## [Required work]
Your task is to return the line containing "Looking at this drawing, which region contains the owl's foot?" plus every line after it, exactly and with nothing added.

[Dataset items]

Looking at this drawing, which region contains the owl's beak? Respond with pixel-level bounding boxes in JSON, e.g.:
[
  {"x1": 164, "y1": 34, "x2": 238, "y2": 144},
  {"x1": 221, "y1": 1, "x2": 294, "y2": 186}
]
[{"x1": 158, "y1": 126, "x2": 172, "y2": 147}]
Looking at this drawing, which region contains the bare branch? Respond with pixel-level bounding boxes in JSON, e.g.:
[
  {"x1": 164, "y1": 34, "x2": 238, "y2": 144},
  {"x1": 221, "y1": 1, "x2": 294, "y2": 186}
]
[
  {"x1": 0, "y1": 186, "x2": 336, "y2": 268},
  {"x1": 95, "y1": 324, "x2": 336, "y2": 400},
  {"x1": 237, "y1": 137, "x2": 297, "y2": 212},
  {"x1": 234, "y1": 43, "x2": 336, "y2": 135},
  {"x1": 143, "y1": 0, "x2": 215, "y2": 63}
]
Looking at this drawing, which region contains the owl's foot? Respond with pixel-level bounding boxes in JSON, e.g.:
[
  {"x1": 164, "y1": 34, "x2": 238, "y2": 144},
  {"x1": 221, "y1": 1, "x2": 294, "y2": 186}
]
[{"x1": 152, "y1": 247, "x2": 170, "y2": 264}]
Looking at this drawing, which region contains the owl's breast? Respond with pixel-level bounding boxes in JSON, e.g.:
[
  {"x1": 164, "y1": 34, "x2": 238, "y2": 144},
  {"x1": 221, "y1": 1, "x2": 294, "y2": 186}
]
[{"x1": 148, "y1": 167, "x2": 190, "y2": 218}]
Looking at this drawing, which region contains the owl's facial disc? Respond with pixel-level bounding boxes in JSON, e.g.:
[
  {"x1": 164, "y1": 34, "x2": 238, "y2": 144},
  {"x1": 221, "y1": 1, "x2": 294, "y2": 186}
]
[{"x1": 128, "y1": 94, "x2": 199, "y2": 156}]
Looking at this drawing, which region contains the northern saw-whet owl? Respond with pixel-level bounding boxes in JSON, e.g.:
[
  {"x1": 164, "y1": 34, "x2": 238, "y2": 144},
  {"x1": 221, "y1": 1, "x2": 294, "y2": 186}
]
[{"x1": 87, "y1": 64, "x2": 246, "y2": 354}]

## [Response to the task]
Looking at this drawing, which region contains the owl's foot? Respond with pixel-level bounding boxes in JSON, e.g.:
[
  {"x1": 164, "y1": 34, "x2": 238, "y2": 144},
  {"x1": 221, "y1": 1, "x2": 294, "y2": 186}
]
[{"x1": 152, "y1": 247, "x2": 170, "y2": 264}]
Looking at this drawing, which region contains the owl's breast? Respond with pixel-level bounding boxes in JSON, e.g.:
[
  {"x1": 164, "y1": 34, "x2": 238, "y2": 144},
  {"x1": 221, "y1": 1, "x2": 294, "y2": 186}
]
[{"x1": 148, "y1": 167, "x2": 190, "y2": 218}]
Looking at this drawing, which region contains the owl's facial disc? Respond with pixel-level bounding boxes in JSON, e.g.:
[
  {"x1": 164, "y1": 34, "x2": 238, "y2": 144},
  {"x1": 221, "y1": 1, "x2": 294, "y2": 186}
]
[{"x1": 128, "y1": 94, "x2": 199, "y2": 156}]
Looking at this drawing, which region contains the northern saw-whet owl? Respond with pixel-level bounding boxes in JSON, e.g.:
[
  {"x1": 164, "y1": 34, "x2": 238, "y2": 144},
  {"x1": 221, "y1": 1, "x2": 294, "y2": 186}
]
[{"x1": 87, "y1": 64, "x2": 246, "y2": 354}]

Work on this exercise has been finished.